_Part of a data file_:
* * * * * * *

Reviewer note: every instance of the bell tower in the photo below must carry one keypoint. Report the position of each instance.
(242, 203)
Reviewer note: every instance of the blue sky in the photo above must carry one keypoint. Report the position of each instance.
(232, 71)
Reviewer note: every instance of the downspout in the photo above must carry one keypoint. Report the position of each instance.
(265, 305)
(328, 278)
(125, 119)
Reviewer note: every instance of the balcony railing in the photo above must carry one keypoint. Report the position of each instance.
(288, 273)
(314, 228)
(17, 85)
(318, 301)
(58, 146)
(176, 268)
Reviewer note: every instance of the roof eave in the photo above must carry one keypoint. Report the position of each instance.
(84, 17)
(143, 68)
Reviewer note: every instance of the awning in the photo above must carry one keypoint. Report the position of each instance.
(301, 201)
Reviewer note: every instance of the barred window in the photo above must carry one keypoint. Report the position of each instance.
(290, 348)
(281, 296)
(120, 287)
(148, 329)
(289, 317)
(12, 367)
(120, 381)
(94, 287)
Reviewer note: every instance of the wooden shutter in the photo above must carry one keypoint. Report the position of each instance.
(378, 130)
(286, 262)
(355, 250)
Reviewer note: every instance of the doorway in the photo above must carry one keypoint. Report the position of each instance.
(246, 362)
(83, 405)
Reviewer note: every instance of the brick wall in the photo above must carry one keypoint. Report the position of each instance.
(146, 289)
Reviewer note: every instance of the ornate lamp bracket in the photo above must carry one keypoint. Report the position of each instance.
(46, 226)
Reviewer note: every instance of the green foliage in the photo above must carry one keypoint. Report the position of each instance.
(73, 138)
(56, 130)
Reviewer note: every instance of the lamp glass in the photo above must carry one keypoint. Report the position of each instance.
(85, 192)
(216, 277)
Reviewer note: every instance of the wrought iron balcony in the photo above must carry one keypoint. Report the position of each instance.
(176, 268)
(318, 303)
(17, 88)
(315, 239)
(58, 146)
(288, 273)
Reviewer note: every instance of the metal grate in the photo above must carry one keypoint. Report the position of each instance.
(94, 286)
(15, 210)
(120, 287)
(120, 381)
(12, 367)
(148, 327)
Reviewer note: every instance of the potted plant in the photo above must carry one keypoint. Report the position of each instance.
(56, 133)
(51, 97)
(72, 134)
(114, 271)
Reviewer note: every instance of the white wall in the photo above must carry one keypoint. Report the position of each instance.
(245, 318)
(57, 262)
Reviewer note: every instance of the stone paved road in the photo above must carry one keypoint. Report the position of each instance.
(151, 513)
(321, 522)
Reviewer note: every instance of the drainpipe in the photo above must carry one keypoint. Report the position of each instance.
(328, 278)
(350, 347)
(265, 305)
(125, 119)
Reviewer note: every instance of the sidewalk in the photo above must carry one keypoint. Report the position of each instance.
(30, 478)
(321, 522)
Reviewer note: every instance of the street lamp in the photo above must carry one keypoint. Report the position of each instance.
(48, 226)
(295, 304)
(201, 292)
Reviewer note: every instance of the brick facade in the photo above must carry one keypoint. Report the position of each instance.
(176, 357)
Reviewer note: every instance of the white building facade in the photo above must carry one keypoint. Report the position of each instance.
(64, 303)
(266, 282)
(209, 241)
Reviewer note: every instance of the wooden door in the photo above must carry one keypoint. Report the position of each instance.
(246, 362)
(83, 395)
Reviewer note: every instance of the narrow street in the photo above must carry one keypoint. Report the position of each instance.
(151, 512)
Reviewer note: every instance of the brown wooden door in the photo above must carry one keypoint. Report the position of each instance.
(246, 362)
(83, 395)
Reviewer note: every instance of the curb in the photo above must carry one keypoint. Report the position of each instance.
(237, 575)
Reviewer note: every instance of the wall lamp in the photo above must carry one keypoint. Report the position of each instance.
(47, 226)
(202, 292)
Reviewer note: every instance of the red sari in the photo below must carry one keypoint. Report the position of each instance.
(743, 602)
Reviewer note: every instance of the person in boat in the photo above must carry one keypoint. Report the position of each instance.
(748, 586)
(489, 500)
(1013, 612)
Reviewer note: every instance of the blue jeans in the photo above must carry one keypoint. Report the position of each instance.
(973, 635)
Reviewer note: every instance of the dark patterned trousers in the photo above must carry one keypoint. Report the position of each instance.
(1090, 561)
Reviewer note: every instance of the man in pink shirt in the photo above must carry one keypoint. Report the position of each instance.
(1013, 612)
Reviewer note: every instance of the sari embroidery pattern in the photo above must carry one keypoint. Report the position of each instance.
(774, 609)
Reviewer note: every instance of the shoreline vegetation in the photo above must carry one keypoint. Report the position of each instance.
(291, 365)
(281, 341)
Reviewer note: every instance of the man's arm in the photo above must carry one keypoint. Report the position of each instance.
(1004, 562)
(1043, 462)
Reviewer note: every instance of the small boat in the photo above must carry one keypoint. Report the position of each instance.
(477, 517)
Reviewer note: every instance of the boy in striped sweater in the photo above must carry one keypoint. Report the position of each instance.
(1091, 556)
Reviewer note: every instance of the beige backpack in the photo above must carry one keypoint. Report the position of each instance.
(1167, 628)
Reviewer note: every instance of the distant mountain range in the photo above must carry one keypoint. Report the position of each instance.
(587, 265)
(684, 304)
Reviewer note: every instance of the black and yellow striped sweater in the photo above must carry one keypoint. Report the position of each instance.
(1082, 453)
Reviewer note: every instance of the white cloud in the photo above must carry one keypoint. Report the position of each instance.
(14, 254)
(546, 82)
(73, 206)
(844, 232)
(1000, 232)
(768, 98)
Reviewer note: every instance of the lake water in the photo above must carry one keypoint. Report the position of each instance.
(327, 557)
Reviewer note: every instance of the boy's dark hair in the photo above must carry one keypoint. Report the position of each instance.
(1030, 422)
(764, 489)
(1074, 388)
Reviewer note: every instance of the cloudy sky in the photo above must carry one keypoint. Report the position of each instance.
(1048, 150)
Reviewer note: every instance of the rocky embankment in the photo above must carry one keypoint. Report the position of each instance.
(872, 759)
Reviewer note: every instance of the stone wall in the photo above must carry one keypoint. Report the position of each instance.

* * * * * * *

_DO THIS_:
Put the lines of the data above, from the line holding "Reviewer note: every instance of the small" through the line holding "(1082, 453)", inclusive, into a numbered list, leaving out any blank lines.

_RESULT BELOW_:
1. Reviewer note: every instance of the small boat in the photo above must carry one keypoint. Report the position of each instance.
2. (477, 517)
3. Reviewer note: every instance of the boy in striped sweater in the photo above must carry one keypoint. Report the position of each instance.
4. (1091, 556)
5. Reviewer note: every instance of the beige backpack in the photo above must carry one keypoint. Report the position of each instance.
6. (1167, 628)
7. Reviewer note: every instance of the distant mountain range in the photo above must carry one keypoint. Report the position of each instance.
8. (587, 265)
9. (684, 304)
10. Reviewer note: every instance of the black and yellow striped sweater in the photo above must carry one keypoint. Report the position of each instance.
11. (1082, 453)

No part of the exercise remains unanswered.